● Records to use
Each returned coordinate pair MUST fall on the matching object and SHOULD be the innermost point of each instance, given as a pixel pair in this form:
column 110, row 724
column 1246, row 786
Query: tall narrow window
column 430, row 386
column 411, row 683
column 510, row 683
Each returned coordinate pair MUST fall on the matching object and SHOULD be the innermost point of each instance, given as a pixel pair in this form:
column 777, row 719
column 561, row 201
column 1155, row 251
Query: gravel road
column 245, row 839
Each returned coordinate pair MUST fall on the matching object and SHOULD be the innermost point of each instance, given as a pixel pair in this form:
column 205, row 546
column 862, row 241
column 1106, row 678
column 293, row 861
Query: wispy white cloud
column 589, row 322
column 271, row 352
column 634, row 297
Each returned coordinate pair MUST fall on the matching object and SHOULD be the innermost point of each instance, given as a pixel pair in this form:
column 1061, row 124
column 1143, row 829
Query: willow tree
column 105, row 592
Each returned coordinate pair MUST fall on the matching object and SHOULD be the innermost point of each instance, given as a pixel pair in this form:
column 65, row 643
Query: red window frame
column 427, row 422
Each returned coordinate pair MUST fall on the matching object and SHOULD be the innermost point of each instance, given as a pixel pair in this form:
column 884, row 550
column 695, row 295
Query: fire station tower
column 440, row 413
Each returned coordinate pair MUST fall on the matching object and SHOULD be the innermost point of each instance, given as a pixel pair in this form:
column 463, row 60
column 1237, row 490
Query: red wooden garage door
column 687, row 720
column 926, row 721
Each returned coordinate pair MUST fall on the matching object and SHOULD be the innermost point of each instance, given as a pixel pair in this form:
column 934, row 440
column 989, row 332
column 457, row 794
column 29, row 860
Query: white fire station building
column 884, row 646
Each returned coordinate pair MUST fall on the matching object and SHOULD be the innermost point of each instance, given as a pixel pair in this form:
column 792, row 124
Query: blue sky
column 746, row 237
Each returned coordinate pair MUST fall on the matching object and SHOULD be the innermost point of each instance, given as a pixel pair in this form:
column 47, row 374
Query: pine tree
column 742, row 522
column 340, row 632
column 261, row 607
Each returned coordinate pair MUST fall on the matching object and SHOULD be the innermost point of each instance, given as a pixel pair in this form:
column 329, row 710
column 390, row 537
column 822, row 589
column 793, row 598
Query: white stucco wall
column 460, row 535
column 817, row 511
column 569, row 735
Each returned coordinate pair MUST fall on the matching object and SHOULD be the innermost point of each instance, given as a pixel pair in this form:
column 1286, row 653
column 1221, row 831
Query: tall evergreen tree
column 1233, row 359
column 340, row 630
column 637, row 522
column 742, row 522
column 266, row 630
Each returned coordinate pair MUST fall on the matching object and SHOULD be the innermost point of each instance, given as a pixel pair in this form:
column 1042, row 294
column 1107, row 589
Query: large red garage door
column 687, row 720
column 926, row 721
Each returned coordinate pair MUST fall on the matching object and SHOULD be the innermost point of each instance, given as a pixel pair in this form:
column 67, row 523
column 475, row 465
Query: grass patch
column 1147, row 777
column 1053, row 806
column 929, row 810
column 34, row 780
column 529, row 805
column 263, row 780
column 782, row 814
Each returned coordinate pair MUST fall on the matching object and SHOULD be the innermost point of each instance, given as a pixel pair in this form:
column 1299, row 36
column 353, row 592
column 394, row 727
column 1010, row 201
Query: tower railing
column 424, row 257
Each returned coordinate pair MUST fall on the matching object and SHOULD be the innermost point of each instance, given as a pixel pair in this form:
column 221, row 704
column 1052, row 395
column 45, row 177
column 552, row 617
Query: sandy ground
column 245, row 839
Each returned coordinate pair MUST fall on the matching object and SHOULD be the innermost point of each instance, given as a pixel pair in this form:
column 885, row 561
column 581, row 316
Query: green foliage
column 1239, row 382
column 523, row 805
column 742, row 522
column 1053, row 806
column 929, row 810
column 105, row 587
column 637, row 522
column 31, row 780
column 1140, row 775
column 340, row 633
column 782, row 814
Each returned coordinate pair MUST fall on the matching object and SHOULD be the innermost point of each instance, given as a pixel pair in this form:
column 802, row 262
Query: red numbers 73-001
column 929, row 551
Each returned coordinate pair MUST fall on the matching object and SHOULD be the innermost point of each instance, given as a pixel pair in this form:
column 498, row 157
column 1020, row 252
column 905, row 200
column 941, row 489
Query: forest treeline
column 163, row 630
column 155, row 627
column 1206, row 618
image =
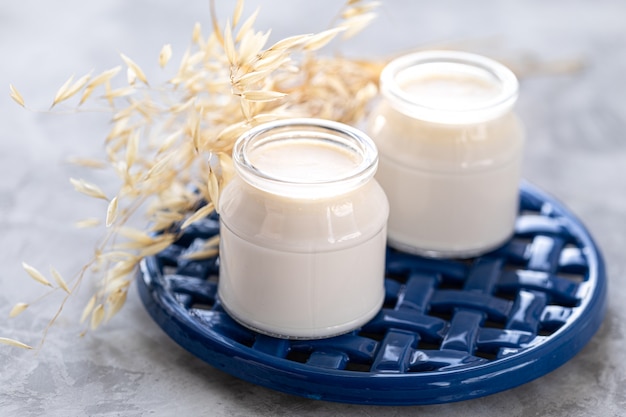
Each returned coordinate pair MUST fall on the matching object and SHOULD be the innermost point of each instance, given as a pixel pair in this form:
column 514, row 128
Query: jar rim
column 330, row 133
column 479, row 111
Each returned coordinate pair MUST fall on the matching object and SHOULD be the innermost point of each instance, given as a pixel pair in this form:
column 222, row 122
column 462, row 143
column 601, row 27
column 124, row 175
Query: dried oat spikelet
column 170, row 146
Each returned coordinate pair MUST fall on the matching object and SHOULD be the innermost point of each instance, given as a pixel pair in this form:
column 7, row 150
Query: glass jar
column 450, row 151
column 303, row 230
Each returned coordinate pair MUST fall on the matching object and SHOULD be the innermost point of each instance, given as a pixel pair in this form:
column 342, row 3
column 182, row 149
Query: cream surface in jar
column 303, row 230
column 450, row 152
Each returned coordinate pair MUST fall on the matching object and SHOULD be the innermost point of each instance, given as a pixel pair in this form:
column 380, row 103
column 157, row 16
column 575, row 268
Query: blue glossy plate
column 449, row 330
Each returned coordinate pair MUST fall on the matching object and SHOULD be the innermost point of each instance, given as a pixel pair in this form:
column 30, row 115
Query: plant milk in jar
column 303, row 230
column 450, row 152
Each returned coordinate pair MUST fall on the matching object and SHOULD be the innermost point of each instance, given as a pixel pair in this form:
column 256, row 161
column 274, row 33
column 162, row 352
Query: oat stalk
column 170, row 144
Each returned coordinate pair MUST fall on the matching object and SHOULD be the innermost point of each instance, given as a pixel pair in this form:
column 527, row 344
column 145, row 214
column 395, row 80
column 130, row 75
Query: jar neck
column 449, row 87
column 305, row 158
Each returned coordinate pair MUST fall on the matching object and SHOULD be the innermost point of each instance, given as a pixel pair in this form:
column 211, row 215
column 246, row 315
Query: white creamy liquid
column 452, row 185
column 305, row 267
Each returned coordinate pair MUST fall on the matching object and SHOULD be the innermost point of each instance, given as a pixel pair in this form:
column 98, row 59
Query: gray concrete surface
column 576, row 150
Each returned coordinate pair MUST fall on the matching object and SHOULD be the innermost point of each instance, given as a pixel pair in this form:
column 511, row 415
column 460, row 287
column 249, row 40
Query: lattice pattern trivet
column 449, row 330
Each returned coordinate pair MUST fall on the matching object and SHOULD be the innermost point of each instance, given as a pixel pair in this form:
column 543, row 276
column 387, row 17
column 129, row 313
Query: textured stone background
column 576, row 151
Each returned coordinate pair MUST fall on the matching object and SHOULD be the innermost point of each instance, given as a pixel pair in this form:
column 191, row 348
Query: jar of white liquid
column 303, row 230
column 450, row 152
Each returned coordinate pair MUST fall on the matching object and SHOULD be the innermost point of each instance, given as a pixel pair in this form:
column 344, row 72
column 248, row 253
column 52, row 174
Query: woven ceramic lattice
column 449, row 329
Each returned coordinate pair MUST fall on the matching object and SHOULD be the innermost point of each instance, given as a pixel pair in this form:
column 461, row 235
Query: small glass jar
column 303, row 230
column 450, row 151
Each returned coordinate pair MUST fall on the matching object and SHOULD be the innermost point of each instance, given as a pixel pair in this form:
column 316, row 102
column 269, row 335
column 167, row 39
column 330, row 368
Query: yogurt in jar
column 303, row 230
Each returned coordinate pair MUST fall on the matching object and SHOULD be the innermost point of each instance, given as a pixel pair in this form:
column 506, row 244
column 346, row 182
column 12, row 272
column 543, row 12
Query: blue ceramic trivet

● What you have to do
Copy all of the records above word for word, but leave the pictures out of your answer.

● Task response
Each returned coordinate pair MUST fall on the matching object and SHOULD be the innermost point of each instance, given as a pixel pair in this form:
column 110, row 724
column 1246, row 786
Query: tall narrow window
column 430, row 386
column 411, row 683
column 510, row 683
Each returned coordinate pair MUST fall on the matching object and SHOULD be the innermost point of each instance, given as a pixel pair in this form:
column 777, row 719
column 561, row 201
column 1155, row 251
Query: gravel road
column 245, row 839
Each returned coordinate pair MUST fall on the matching object and SHOULD be the innermost point of each instance, given as a pixel pair in this form:
column 205, row 546
column 862, row 241
column 1106, row 678
column 293, row 861
Query: wispy white cloud
column 589, row 322
column 271, row 352
column 634, row 297
Each returned coordinate pair MUST fall on the matching object and SHOULD be the innermost point of each instance, given as a pixel pair in this form:
column 1061, row 124
column 1143, row 829
Query: willow tree
column 105, row 592
Each returned coordinate pair MUST fall on the matching object and SHOULD be the innermost point of each instance, given as a pixel pair in this form:
column 65, row 643
Query: red window frame
column 427, row 422
Each returned coordinate pair MUST fall on the matching object and SHOULD be the innermost point of each instance, given as a pixel pair in this form:
column 884, row 550
column 695, row 295
Query: fire station tower
column 440, row 413
Each returned coordinate pair MUST fall on the matching object and SHOULD be the innermost point of each instance, given as a pixel pair in this form:
column 463, row 60
column 1237, row 490
Query: red wooden garage door
column 687, row 720
column 926, row 721
Each returned coordinate pair MUST fall on the matching object and SHOULD be the innermost point of each instance, given as a pixel pair in this form:
column 934, row 440
column 989, row 332
column 457, row 794
column 29, row 860
Query: white fire station building
column 884, row 646
Each returned coordinate pair MUST fall on the matching object and SHOULD be the innermost point of each instance, given as a pixel pair in this form:
column 792, row 124
Query: blue sky
column 746, row 237
Each returned coordinate pair MUST fall on the matching object and SHOULD be the innermost point of each instance, given as a pixel pair in this form:
column 47, row 374
Query: pine tree
column 742, row 522
column 340, row 632
column 261, row 607
Each returned coordinate pair MUST fall on the matching object and SHOULD be the innermost point of each instance, given as a pixel pair in this form:
column 329, row 710
column 390, row 537
column 822, row 589
column 793, row 598
Query: white stucco wall
column 460, row 535
column 817, row 511
column 569, row 735
Each returned coordinate pair MUST fall on the matching object and SHOULD be the innermost point of each instance, given as a pixel pair in this form:
column 1286, row 653
column 1221, row 831
Query: tall evergreen tree
column 1233, row 359
column 340, row 630
column 637, row 522
column 742, row 522
column 266, row 630
Each returned coordinate pair MUST fall on the matching object and SHOULD be the innermost point of each instance, given as a pixel pair in this form:
column 1042, row 294
column 1107, row 589
Query: large red garage door
column 687, row 720
column 926, row 721
Each returned coordinate pair MUST fall on the matching object and SHOULD be the innermost point of each instance, given as a pixel pair in this form:
column 67, row 523
column 475, row 465
Query: grass patch
column 1147, row 777
column 1053, row 806
column 929, row 810
column 34, row 780
column 529, row 805
column 263, row 780
column 782, row 814
Each returned coordinate pair MUST fall on the matching object and SHOULD be the innermost point of each instance, given as a pixel pair in this form:
column 1299, row 36
column 353, row 592
column 394, row 727
column 1010, row 201
Query: tower railing
column 424, row 257
Each returned coordinate pair MUST fall on the matching object and SHOULD be the innermost point of each instance, given as a pixel pair in this form:
column 221, row 704
column 1052, row 395
column 45, row 177
column 552, row 617
Query: sandy ground
column 245, row 839
Each returned coordinate pair MUST fall on the matching object and SHOULD be the innermost point of each instance, given as a pixel pair in this form:
column 885, row 561
column 581, row 316
Query: green foliage
column 1239, row 382
column 523, row 805
column 742, row 522
column 1053, row 806
column 929, row 810
column 105, row 587
column 637, row 522
column 31, row 780
column 1140, row 775
column 340, row 633
column 782, row 814
Each returned coordinate pair MUST fall on the matching object and SHOULD be the innermost point of each instance, given as a pixel pair in this form:
column 802, row 262
Query: red numbers 73-001
column 929, row 551
Each returned coordinate pair MUST fall on the matching object and SHOULD be the innermost point of each instance, given as a pixel pair in this form:
column 498, row 157
column 1020, row 252
column 905, row 200
column 941, row 489
Query: forest treeline
column 163, row 630
column 155, row 627
column 1206, row 618
image =
Each returned coordinate pair MUST fall on the matching object and SHOULD be the innermost point of each instance, given as a pixel pair in this form:
column 514, row 128
Query: jar rim
column 330, row 133
column 479, row 111
Each returned coordinate pair MUST fall on the matching object and SHOULD be the innermost point of each instance, given as a pixel pair in this form:
column 222, row 122
column 462, row 143
column 601, row 27
column 124, row 175
Query: dried oat spikelet
column 170, row 146
Each returned coordinate pair MUST fall on the matching object and SHOULD be the innermost point of each instance, given as a pixel pair in this form:
column 7, row 150
Query: glass jar
column 450, row 151
column 303, row 230
Each returned coordinate pair MUST fall on the matching object and SHOULD be the innermost point of each instance, given as a pixel pair in this form:
column 342, row 3
column 182, row 149
Query: cream surface in jar
column 303, row 230
column 450, row 152
Each returned coordinate pair MUST fall on the matching object and SHOULD be the innermost point of each instance, given as a pixel pair in this form:
column 380, row 103
column 157, row 16
column 575, row 268
Query: blue glossy plate
column 449, row 330
Each returned coordinate pair MUST fall on the matching object and SHOULD be the innermost point of each instance, given as a pixel pair in this form:
column 30, row 115
Query: plant milk in jar
column 303, row 230
column 450, row 152
Each returned coordinate pair MUST fall on the matching object and SHOULD be the innermost point of each instance, given as a pixel pair in this form:
column 256, row 161
column 274, row 33
column 162, row 352
Query: oat stalk
column 170, row 144
Each returned coordinate pair MUST fall on the matching object and SHOULD be the innermost point of each instance, given as a pixel pair in this form:
column 527, row 344
column 145, row 214
column 395, row 80
column 130, row 75
Query: jar neck
column 449, row 87
column 305, row 158
Each returned coordinate pair MUST fall on the matching object and SHOULD be the innermost point of each instance, given as a pixel pair in this form:
column 211, row 215
column 246, row 315
Query: white creamy liquid
column 452, row 185
column 305, row 267
Each returned coordinate pair MUST fall on the matching object and SHOULD be the innermost point of each instance, given as a pixel pair in this form:
column 98, row 59
Query: gray concrete surface
column 576, row 150
Each returned coordinate pair MUST fall on the matching object and SHOULD be the innermost point of each instance, given as a pixel pair in this form:
column 511, row 415
column 460, row 287
column 249, row 40
Query: lattice pattern trivet
column 449, row 330
Each returned coordinate pair MUST fall on the matching object and SHOULD be the innermost point of each instance, given as a pixel pair in this form:
column 543, row 276
column 387, row 17
column 129, row 313
Query: textured stone background
column 576, row 151
Each returned coordinate pair MUST fall on the matching object and SHOULD be the innermost point of each instance, given as a pixel pair in this form:
column 191, row 348
Query: jar of white liquid
column 303, row 230
column 450, row 152
Each returned coordinate pair MUST fall on the matching object and SHOULD be the innermost point of each instance, given as a pixel pair in this form:
column 344, row 72
column 248, row 253
column 52, row 174
Query: woven ceramic lattice
column 449, row 329
Each returned coordinate pair MUST fall on the matching object and SHOULD be the innermost point of each instance, given as a pixel pair in this form:
column 461, row 235
Query: small glass jar
column 303, row 230
column 450, row 151
Each returned coordinate pair MUST fall on the matching object and SHOULD be the innermost point of each instance, given as a pixel pair in this form:
column 316, row 102
column 269, row 335
column 167, row 39
column 330, row 368
Query: yogurt in jar
column 303, row 230
Each returned coordinate pair MUST fall on the matching object and SHOULD be the innermost point of each instance, given as a pixel pair in this form:
column 506, row 244
column 346, row 182
column 12, row 272
column 543, row 12
Query: blue ceramic trivet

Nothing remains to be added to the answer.